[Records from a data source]

----

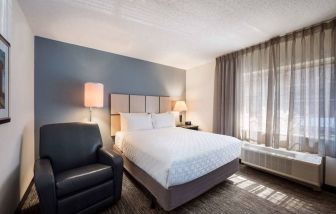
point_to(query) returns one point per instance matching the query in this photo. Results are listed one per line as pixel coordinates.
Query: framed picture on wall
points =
(4, 80)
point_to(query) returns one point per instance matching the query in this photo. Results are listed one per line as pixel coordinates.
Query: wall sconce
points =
(93, 96)
(180, 106)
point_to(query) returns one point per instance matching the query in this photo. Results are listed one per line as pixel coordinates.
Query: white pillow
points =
(135, 121)
(163, 120)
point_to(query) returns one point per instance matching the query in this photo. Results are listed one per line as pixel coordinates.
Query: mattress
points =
(174, 156)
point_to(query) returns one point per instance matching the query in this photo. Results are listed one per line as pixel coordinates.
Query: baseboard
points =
(329, 188)
(24, 198)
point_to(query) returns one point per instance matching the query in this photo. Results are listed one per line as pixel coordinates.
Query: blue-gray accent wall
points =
(61, 69)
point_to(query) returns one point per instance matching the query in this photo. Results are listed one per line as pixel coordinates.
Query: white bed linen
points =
(175, 156)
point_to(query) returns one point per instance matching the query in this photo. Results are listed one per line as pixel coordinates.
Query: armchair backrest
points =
(70, 145)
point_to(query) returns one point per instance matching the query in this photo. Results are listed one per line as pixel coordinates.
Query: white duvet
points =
(175, 156)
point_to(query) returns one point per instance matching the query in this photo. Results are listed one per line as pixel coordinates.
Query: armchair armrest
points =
(45, 185)
(112, 159)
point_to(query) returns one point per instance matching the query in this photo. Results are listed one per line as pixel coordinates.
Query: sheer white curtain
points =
(285, 92)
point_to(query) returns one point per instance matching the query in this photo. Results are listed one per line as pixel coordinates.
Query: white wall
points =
(200, 95)
(17, 137)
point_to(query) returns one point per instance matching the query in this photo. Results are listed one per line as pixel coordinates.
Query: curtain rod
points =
(328, 22)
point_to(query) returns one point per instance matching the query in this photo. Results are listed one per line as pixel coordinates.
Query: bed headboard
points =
(129, 103)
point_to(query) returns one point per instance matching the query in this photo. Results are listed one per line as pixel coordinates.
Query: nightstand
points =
(193, 127)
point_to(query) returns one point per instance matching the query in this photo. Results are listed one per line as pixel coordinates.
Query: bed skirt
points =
(177, 195)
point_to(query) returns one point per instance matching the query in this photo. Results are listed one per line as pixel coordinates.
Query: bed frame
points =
(177, 195)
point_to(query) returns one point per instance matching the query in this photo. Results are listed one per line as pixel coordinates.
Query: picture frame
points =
(4, 80)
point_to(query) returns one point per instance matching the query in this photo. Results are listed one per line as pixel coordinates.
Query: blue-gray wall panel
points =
(61, 70)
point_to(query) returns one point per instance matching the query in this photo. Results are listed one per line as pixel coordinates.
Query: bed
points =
(174, 164)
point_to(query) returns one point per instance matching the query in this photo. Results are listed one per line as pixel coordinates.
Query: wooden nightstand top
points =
(193, 127)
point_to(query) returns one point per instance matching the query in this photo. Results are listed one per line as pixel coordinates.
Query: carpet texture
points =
(248, 191)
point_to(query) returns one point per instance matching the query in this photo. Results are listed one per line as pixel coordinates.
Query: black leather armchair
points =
(74, 174)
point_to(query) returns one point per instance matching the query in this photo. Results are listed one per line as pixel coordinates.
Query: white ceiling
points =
(179, 33)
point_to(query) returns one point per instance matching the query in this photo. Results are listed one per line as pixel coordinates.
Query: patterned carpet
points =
(248, 191)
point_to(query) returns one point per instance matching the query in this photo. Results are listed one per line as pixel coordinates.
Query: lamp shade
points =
(180, 106)
(93, 95)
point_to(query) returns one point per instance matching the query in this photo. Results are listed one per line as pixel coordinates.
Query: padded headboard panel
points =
(129, 103)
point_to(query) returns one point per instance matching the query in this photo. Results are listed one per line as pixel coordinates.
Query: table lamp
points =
(93, 96)
(180, 106)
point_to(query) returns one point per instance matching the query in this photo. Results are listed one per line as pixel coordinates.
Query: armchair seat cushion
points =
(78, 179)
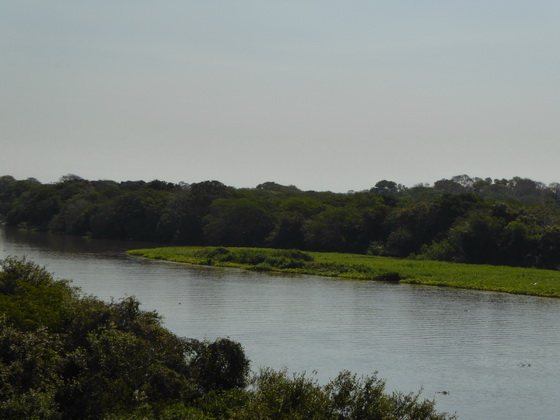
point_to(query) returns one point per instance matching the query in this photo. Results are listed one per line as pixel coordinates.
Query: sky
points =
(321, 94)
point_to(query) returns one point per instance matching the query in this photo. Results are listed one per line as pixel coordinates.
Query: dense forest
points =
(66, 356)
(484, 221)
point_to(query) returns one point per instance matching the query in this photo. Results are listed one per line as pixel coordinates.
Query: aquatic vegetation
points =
(507, 279)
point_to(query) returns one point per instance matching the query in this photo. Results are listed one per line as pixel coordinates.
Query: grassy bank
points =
(480, 277)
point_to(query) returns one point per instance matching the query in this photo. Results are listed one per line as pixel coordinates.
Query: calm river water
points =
(496, 356)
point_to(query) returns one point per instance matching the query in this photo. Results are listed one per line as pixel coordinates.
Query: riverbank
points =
(527, 281)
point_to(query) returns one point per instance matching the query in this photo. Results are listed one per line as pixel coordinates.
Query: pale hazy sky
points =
(322, 94)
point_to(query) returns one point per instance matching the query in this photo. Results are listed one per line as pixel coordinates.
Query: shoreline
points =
(505, 279)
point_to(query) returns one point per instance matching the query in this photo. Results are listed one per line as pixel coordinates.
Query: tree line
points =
(462, 219)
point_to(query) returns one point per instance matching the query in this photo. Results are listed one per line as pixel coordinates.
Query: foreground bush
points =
(64, 356)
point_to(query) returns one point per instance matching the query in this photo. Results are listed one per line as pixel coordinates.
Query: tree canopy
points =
(461, 219)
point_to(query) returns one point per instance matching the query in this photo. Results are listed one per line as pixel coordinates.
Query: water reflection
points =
(476, 346)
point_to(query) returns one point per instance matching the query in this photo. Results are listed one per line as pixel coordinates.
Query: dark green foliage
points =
(462, 219)
(64, 356)
(73, 357)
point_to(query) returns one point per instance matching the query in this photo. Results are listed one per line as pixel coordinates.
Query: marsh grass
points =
(528, 281)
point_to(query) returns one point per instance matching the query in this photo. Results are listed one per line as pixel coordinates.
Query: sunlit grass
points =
(527, 281)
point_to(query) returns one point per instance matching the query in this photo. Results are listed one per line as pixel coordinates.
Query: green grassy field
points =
(526, 281)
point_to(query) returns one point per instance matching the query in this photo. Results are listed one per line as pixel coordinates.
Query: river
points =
(478, 354)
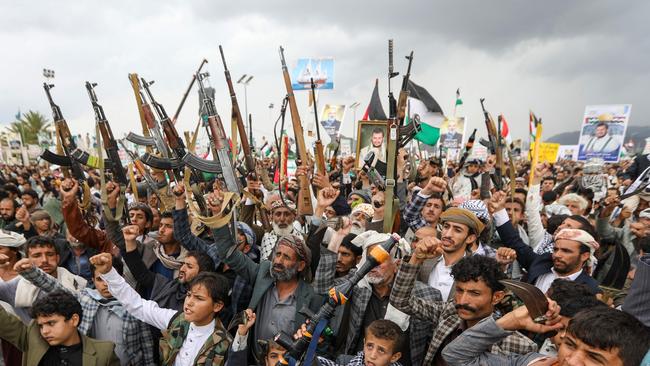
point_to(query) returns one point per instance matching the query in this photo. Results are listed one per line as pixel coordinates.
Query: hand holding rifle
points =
(497, 202)
(113, 194)
(520, 319)
(540, 171)
(69, 189)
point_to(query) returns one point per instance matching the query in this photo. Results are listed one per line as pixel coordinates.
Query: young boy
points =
(104, 318)
(194, 336)
(381, 346)
(52, 337)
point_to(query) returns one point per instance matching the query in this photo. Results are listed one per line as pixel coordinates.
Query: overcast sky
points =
(553, 57)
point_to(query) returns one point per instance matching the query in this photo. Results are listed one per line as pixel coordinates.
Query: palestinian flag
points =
(423, 107)
(375, 111)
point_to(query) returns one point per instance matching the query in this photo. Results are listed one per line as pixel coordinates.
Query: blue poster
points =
(320, 69)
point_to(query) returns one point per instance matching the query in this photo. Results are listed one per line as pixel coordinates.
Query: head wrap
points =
(39, 215)
(247, 231)
(581, 237)
(354, 248)
(479, 209)
(287, 204)
(463, 216)
(365, 208)
(645, 214)
(556, 209)
(11, 239)
(296, 243)
(361, 193)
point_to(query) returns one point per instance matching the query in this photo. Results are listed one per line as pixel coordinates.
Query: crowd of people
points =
(92, 284)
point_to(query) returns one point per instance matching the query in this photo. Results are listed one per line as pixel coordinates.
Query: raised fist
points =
(506, 256)
(497, 202)
(130, 232)
(427, 248)
(103, 262)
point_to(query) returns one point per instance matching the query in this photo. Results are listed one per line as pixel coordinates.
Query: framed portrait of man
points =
(371, 137)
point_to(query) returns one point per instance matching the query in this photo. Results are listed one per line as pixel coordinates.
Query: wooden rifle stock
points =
(241, 129)
(304, 195)
(403, 94)
(318, 147)
(144, 118)
(187, 92)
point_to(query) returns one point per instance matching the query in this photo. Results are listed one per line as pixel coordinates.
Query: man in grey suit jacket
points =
(601, 336)
(280, 287)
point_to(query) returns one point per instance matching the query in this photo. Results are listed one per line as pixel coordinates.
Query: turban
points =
(581, 237)
(463, 216)
(287, 204)
(478, 208)
(11, 239)
(365, 208)
(247, 231)
(296, 243)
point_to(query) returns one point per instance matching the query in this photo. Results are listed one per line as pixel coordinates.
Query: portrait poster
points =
(568, 152)
(548, 151)
(602, 132)
(371, 137)
(452, 131)
(320, 69)
(345, 147)
(331, 119)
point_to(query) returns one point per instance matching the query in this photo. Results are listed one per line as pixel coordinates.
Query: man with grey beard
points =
(370, 298)
(283, 215)
(280, 283)
(360, 216)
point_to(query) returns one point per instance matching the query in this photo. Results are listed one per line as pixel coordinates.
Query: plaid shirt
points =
(355, 361)
(419, 329)
(241, 289)
(413, 212)
(443, 315)
(138, 341)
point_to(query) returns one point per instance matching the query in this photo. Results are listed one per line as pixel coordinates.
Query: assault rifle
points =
(338, 295)
(494, 144)
(175, 142)
(69, 157)
(304, 194)
(150, 121)
(222, 165)
(187, 92)
(318, 147)
(395, 123)
(248, 156)
(67, 143)
(110, 145)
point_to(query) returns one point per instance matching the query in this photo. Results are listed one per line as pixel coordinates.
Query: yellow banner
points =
(547, 152)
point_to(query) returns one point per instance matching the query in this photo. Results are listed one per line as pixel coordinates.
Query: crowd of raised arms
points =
(84, 286)
(388, 259)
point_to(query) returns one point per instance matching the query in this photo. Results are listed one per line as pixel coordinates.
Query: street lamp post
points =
(245, 80)
(354, 107)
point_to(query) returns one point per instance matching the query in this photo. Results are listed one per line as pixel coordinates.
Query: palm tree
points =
(30, 127)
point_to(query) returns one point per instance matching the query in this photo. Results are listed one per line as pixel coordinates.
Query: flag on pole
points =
(505, 130)
(375, 111)
(459, 103)
(424, 108)
(535, 157)
(532, 127)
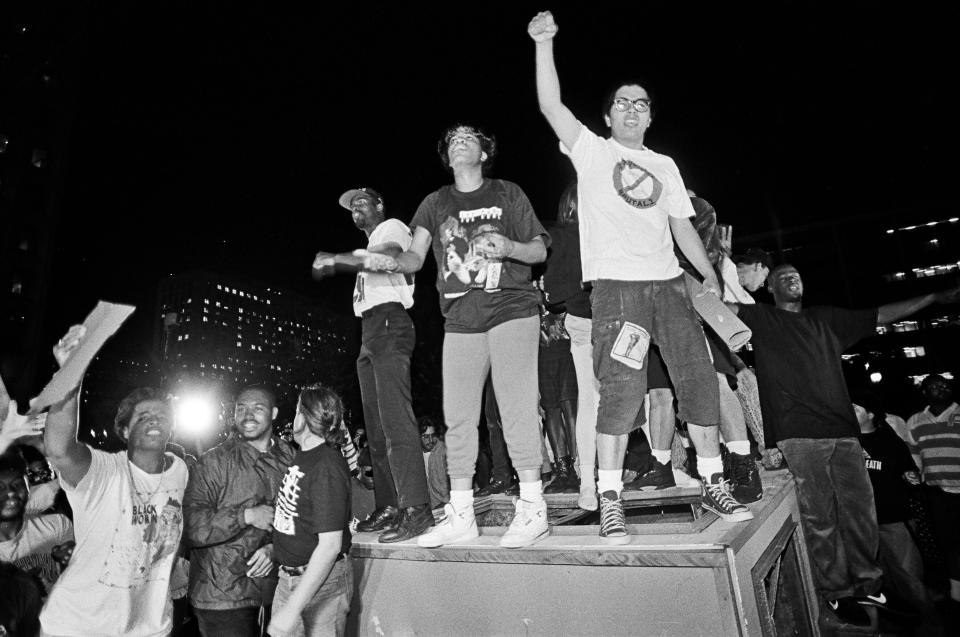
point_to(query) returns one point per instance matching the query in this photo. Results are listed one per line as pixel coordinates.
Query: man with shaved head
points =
(808, 414)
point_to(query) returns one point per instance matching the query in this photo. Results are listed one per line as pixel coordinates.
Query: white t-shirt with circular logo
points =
(625, 199)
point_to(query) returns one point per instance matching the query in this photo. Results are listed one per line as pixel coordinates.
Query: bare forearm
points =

----

◆ EXERCISE GOAL ◆
Please count how many lines of the rows above contain the string "gray", treating case as significant, and give only that number.

◆ SOLUTION FOR THIS EXERCISE ◆
2